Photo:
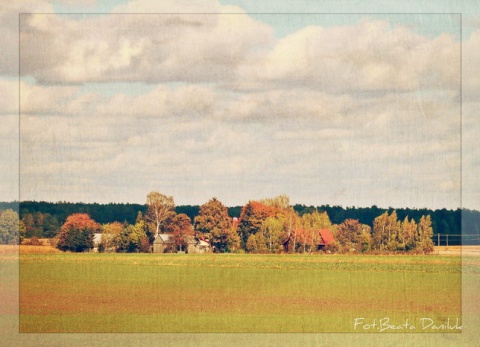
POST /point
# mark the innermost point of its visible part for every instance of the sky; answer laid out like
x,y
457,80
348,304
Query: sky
x,y
328,107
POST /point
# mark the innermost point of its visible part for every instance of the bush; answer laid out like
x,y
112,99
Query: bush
x,y
33,241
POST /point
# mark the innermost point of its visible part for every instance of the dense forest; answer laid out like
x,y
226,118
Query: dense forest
x,y
44,218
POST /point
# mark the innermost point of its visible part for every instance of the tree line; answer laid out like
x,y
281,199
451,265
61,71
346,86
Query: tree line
x,y
263,226
44,220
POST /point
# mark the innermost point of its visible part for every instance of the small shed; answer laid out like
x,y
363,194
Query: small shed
x,y
164,244
327,237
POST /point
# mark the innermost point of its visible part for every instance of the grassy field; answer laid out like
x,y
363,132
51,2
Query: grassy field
x,y
237,293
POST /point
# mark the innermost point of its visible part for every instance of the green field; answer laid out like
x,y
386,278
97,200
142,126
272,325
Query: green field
x,y
237,293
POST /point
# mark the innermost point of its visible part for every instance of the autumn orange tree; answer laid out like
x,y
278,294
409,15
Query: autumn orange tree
x,y
77,233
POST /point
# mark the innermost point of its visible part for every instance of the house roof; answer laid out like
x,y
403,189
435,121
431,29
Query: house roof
x,y
163,238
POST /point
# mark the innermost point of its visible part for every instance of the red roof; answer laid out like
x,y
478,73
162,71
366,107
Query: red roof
x,y
326,236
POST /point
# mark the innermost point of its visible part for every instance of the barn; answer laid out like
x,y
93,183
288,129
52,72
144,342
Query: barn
x,y
326,238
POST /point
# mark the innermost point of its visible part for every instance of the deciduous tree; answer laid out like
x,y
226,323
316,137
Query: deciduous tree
x,y
180,230
77,233
213,220
159,208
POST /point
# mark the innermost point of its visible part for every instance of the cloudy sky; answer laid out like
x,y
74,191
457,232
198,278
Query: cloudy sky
x,y
344,109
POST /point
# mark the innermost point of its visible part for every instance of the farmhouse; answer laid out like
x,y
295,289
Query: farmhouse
x,y
164,244
326,238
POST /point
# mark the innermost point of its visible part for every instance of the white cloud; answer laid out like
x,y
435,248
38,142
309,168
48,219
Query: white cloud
x,y
359,114
369,56
139,47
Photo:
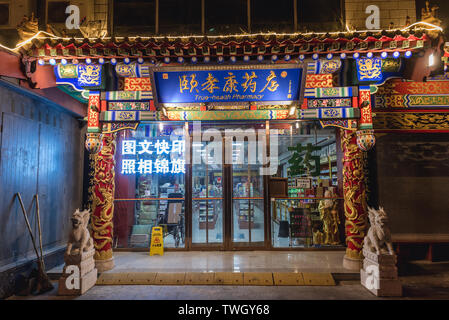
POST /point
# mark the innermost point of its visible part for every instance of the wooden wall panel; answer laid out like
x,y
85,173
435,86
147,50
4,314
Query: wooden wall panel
x,y
41,152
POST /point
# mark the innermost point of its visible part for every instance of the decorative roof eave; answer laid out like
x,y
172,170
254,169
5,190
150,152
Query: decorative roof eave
x,y
46,46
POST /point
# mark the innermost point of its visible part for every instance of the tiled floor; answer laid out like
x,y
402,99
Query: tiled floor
x,y
239,261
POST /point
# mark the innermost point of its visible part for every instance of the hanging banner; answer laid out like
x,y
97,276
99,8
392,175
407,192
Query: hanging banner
x,y
275,84
93,112
366,118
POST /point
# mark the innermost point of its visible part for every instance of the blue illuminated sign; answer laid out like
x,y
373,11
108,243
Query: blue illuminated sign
x,y
274,84
165,157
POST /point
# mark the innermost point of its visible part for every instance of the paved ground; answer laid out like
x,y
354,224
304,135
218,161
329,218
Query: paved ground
x,y
232,261
421,280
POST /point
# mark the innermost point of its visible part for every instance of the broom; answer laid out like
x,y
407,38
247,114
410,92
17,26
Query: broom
x,y
43,282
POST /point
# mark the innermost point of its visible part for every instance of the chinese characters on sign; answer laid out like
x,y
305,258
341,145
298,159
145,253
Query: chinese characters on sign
x,y
160,156
228,85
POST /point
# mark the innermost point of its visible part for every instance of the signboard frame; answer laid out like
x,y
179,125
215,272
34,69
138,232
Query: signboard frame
x,y
296,65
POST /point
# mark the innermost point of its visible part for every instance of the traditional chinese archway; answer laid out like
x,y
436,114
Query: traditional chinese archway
x,y
117,79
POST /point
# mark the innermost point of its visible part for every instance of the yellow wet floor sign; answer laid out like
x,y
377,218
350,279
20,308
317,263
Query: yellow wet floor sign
x,y
157,241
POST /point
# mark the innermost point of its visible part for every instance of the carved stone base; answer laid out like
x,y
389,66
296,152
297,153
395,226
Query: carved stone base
x,y
384,287
79,274
352,264
105,265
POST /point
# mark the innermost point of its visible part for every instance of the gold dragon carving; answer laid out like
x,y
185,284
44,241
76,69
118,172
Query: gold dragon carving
x,y
102,196
354,194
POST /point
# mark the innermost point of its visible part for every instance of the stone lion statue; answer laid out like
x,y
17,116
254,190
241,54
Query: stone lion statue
x,y
378,238
79,238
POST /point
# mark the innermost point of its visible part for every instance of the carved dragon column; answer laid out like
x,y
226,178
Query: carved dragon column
x,y
103,203
354,199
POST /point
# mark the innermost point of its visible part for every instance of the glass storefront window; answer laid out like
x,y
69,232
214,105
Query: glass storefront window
x,y
152,158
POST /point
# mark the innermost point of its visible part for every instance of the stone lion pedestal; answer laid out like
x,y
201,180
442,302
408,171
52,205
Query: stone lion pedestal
x,y
380,275
79,274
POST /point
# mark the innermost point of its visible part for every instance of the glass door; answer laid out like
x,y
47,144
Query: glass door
x,y
247,201
227,197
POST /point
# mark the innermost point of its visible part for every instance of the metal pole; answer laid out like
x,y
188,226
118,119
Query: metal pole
x,y
28,224
39,229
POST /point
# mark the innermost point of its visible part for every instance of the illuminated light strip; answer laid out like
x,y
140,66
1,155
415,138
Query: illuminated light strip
x,y
242,35
128,95
435,27
129,116
335,92
329,113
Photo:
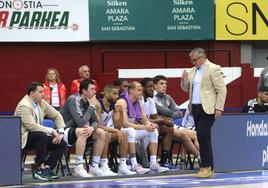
-------------------------
Instructions for the task: Gather every line of the material that contains the string "banner", treating case as significant.

Answer to this task:
# mark the innermost point of its visible part for every instance of the hanging banner; answer laid out like
Query: hanging banner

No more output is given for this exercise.